* Aim of the exercise: Print the data exactly, leaving nothing out.

[Location identification items]

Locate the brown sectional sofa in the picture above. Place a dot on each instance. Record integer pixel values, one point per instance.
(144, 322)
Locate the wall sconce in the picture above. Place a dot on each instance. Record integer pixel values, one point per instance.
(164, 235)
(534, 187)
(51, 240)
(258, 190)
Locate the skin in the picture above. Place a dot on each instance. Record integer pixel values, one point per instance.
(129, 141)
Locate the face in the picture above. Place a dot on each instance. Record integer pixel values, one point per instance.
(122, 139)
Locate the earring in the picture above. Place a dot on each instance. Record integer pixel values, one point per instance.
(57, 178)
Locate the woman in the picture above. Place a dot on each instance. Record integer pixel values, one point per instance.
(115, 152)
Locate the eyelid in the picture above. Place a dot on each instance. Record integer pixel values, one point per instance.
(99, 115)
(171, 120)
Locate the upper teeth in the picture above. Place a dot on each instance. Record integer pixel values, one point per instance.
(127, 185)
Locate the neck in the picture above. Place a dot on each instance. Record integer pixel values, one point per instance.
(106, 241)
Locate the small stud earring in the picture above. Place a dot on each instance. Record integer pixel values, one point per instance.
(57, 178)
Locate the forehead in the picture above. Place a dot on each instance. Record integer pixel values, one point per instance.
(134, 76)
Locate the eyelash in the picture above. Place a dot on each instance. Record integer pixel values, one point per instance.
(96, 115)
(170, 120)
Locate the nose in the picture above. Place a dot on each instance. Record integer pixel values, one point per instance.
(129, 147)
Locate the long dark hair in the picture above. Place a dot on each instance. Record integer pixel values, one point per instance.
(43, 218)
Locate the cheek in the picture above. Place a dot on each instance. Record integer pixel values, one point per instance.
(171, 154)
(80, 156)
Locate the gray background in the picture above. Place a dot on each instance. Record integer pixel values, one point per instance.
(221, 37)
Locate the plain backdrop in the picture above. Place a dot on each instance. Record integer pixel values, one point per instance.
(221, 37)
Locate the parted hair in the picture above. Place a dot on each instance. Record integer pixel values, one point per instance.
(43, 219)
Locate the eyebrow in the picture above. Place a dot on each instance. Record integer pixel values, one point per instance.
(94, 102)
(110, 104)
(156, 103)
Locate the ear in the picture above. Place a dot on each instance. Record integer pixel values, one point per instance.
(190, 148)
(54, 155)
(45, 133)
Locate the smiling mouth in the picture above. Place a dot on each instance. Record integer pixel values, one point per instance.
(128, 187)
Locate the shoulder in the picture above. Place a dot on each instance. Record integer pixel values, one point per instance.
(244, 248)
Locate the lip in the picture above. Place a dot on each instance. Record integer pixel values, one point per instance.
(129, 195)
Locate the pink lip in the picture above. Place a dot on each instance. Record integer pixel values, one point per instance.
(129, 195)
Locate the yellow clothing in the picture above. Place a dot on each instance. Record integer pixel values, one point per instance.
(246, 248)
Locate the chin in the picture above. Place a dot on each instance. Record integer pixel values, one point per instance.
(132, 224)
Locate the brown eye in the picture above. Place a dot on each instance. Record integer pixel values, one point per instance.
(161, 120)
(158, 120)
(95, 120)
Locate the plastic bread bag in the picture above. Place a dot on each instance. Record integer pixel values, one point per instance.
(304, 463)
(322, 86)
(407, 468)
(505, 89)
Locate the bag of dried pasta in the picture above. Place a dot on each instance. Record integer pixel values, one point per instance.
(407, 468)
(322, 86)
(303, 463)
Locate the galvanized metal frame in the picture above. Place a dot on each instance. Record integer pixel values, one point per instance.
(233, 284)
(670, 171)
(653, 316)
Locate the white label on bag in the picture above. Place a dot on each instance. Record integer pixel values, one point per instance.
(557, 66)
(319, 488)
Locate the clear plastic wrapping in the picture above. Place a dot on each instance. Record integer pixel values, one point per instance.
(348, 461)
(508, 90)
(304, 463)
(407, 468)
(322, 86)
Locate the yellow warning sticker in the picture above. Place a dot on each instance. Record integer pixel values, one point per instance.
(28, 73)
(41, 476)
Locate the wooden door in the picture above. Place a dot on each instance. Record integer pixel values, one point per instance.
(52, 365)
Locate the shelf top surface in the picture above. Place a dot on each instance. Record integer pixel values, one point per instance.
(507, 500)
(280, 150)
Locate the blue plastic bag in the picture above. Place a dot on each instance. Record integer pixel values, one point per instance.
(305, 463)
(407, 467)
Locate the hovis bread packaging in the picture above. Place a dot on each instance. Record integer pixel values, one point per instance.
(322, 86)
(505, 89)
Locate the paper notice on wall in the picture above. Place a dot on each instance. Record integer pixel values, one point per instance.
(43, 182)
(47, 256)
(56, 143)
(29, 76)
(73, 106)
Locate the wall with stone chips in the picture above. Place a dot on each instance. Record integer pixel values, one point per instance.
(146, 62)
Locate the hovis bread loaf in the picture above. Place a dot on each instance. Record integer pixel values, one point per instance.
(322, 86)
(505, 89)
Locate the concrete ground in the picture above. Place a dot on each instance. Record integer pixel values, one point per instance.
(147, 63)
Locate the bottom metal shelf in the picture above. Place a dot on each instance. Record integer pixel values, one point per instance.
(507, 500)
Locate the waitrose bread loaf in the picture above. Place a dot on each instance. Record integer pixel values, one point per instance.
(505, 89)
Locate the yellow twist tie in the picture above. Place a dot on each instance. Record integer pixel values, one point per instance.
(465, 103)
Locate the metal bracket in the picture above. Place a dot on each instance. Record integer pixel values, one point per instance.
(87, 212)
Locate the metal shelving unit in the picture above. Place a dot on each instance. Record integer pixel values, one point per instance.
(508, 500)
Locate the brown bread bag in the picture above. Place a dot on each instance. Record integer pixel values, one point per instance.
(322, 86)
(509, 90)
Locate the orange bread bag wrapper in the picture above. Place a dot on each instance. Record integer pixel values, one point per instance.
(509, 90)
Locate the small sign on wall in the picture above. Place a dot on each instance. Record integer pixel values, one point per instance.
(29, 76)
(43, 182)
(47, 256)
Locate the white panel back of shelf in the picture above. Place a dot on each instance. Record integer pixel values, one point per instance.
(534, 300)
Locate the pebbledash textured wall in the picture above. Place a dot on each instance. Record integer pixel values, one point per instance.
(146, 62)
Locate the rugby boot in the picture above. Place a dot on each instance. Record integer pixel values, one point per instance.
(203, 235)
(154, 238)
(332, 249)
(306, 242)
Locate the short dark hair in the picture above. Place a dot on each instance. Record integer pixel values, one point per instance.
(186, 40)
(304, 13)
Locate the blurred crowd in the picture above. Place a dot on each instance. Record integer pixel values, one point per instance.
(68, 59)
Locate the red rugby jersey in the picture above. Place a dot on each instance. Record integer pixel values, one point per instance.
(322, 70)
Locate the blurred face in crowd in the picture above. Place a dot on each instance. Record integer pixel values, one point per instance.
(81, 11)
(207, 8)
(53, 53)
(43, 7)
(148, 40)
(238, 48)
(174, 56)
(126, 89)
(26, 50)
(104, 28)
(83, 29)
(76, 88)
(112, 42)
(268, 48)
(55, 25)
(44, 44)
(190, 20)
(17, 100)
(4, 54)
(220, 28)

* Finished exercise:
Locate the brown sectional sofa in the picture above. Place a dot on each instance. Record integer pixel values, one point per instance.
(144, 322)
Locate the wall sconce in the picture above. Place a dot on each instance. Record integer pixel values, one point per instance.
(164, 235)
(534, 187)
(51, 240)
(258, 190)
Locate the skin in the picture above. Place a dot on each instance. Record integer pixel values, one point per instance.
(129, 141)
Locate the face in the picture above. Place a dot on each instance. Record integer pixel values, one point per instance.
(122, 139)
Locate the earring in the picture above. Place a dot on each instance. Record integer pixel values, one point per instance.
(57, 178)
Locate the woman in the picture above. Place a dot on each instance. Record integer pixel values, one point per instance.
(115, 152)
Locate the eyelid in the picture above. Place a dot on each instance. Record integer pixel values, one point per instance.
(99, 115)
(171, 120)
Locate the upper teeth in the picture above. Place a dot on each instance. Record integer pixel values, one point per instance.
(127, 185)
Locate the neck in the picture above. Place a dot on each instance. Record integer pixel values, one point per instance.
(106, 241)
Locate the small stud earring in the picture above. Place a dot on each instance. Record integer pixel values, one point per instance.
(57, 178)
Locate the forehead in the picture above. Place a dot on each instance. Record integer pixel values, one point per instance.
(134, 76)
Locate the eyelash in the picture above. Place a dot on each instance. Record integer pixel values, one point per instance.
(96, 115)
(170, 120)
Locate the nose in the picture above. Place a dot on each instance. Record integer pixel values, one point per instance.
(129, 147)
Locate the long dark hair in the picture above. Place a dot on each instance. Record integer pixel values, one point per instance.
(43, 218)
Locate the cheek in the picture above. Place a dot on each instance. Record integer pixel values, one point per instance.
(171, 154)
(80, 156)
Locate the gray background in the picture above. Place a dot on each instance. Record integer pixel values, one point per instance.
(221, 37)
Locate the plain backdrop in the picture above. Place a dot on each instance. Record integer pixel values, one point per instance.
(221, 37)
Locate the parted hair in the picture above. Place a dot on each instance. Record integer pixel values, one point per instance.
(43, 219)
Locate the eyebrow in the picture above. Place a dot on each instance. Record integer pixel values, one point per instance.
(94, 102)
(110, 104)
(156, 103)
Locate the ear in the picture above. Place a dot on each instance. Record integer pixel values, one point per instance.
(190, 148)
(54, 155)
(45, 133)
Locate the smiling mouth in the picture above. Place a dot on each instance. Record integer pixel values, one point per instance.
(128, 187)
Locate the shoulder in the picture above. Place a dot on each instance. Record integer pixel values, one point per instance.
(244, 248)
Locate the lip in the picture above. Place a dot on each instance. Record integer pixel values, one point per instance.
(129, 195)
Locate the pink lip in the picture above. Place a dot on each instance. Record integer pixel values, one point per instance.
(129, 195)
Locate the yellow clothing in the picture above. Place a dot on each instance. Record integer pixel values, one point per instance.
(246, 248)
Locate the chin in the picture above. Place a dot on each instance. Record integer pixel values, one point per instance.
(132, 224)
Locate the brown eye in the picture above. Place a dot on each instance. Record integer pixel values, one point per instance.
(161, 120)
(158, 120)
(95, 120)
Locate the plastic bread bag in the picture above. Place a dot on each instance. Record integer pixel values, one point per instance.
(304, 463)
(322, 86)
(407, 468)
(505, 89)
Locate the bag of dried pasta in the picture above. Place a dot on each instance. Record integer pixel values, one point per instance.
(407, 468)
(322, 86)
(303, 463)
Locate the galvanized metal frame in the picture above. Place a dot on each instance. Record integer pixel values, one point per instance.
(233, 284)
(670, 171)
(653, 316)
Locate the white label on bag in the picture above. Place a dot on each instance. Record integer pixel values, one point per instance.
(557, 66)
(319, 488)
Locate the clear plastic wrapping in the picture above. Place a dot on each instance. Record integer pixel values, one point per instance.
(348, 461)
(508, 90)
(304, 463)
(407, 468)
(322, 86)
Locate the yellow warning sticker in the picture above. Place a dot on each instance. Record integer pixel values, one point per instance.
(28, 73)
(41, 476)
Locate the wooden door in the picture above. Place a dot on each instance. Record integer pixel values, one point per instance.
(52, 365)
Locate the shelf top surface in the picture above. Place a dot on each instance. Record integer pixel values, one point per instance.
(507, 500)
(280, 150)
Locate the blue plastic bag in the picture above. Place a dot on each instance. Record integer pixel values, one point per instance.
(305, 463)
(407, 467)
Locate the hovis bread packaging in the picture above. Place a dot on each instance. Record integer pixel values, one point per instance.
(322, 86)
(505, 89)
Locate the paper notice on wall in the picture above. Place a dot on each instance. Record integer pixel values, one point per instance.
(43, 182)
(47, 256)
(56, 143)
(29, 76)
(73, 106)
Locate the wall with stone chips in the picture above. Place a dot on each instance. Record integer pixel values, one point per instance.
(146, 62)
Locate the hovis bread loaf in the picture above. Place a dot on each instance. Record integer pixel values, one point per instance.
(322, 86)
(505, 89)
Locate the concrete ground in the picture above. Place a dot on each instance. Record integer pixel values, one point per instance.
(147, 63)
Locate the bottom metal shelf in the picture above. Place a dot on each instance. Record integer pixel values, one point per instance.
(507, 500)
Locate the waitrose bread loaf in the picture above. Place a dot on each instance. Record integer pixel values, one point per instance.
(505, 89)
Locate the yellow twist tie in the picture above. Place a dot on each instance. Record integer pixel values, one point per instance.
(465, 103)
Locate the metal bracket in the picture above. Place a dot on each instance. Record integer pixel values, one point per instance.
(87, 212)
Locate the metal shelving unit in the picture above. Place a dot on each instance. Record integer pixel values, one point per instance.
(508, 500)
Locate the brown bread bag in the picture above. Place a dot on each instance. Record integer pixel values, one point per instance.
(322, 86)
(509, 90)
Locate the orange bread bag wrapper in the picture above. Place a dot on each instance. Record integer pixel values, one point per instance.
(509, 90)
Locate the small sign on wall in the picture above. Place a dot on each instance. Record integer pixel values, one point per instance.
(29, 76)
(43, 182)
(47, 256)
Locate the white panel back of shelf in the picture above. Place a dot on each instance. Record integer pixel values, one point per instance.
(534, 300)
Locate the pebbledash textured wall in the picture above. Place a dot on each instance. Record integer pixel values, one point per instance.
(146, 62)
Locate the rugby boot in the picture above. Place a dot on each instance. Record integer pixel values, one point per instance.
(203, 235)
(154, 238)
(332, 249)
(306, 242)
Locate the short dark hair in the picture above. Place a dot on each instance. Record integer pixel values, one point per instance.
(186, 40)
(304, 13)
Locate the blurred crowd in the picture above. Place a dot on each instance. Record integer pixel values, one point per instance.
(68, 59)
Locate the red rugby jersey in the picture above. Place a dot on each instance. Record integer pixel values, one point per instance.
(322, 70)
Locate the blurred face in crowd in the picture above. Place a dot on each instance. Record integer pixel values, one point per instance.
(81, 11)
(207, 8)
(53, 53)
(43, 7)
(148, 40)
(238, 48)
(174, 56)
(126, 89)
(26, 50)
(104, 28)
(83, 29)
(76, 88)
(112, 42)
(268, 48)
(55, 25)
(44, 44)
(190, 20)
(17, 100)
(4, 54)
(220, 28)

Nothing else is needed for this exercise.